Pick out every line in the data below that contains the word "distant", matching case exactly, and copy each such line.

● **ENTRIES SUPPLIED**:

____

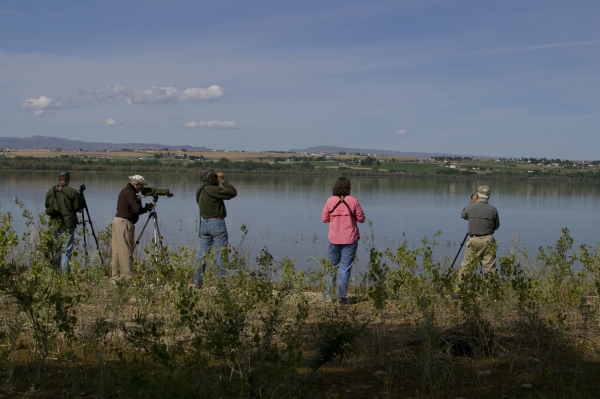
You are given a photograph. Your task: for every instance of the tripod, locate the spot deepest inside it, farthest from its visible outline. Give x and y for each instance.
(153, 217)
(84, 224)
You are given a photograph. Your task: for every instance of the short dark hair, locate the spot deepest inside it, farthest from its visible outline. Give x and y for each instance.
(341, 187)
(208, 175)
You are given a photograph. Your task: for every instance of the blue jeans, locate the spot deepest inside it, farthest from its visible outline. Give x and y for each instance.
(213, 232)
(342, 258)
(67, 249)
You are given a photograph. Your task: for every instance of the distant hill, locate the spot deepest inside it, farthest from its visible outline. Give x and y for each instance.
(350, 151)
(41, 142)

____

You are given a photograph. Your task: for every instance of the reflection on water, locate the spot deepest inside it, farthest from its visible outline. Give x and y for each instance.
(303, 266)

____

● **WORKED SOLUTION**:
You are given a photograph. Your task: for every instance of the distant hill, locate the spot deepest inside it, farthest from its visible outline. Give x and y for each instance.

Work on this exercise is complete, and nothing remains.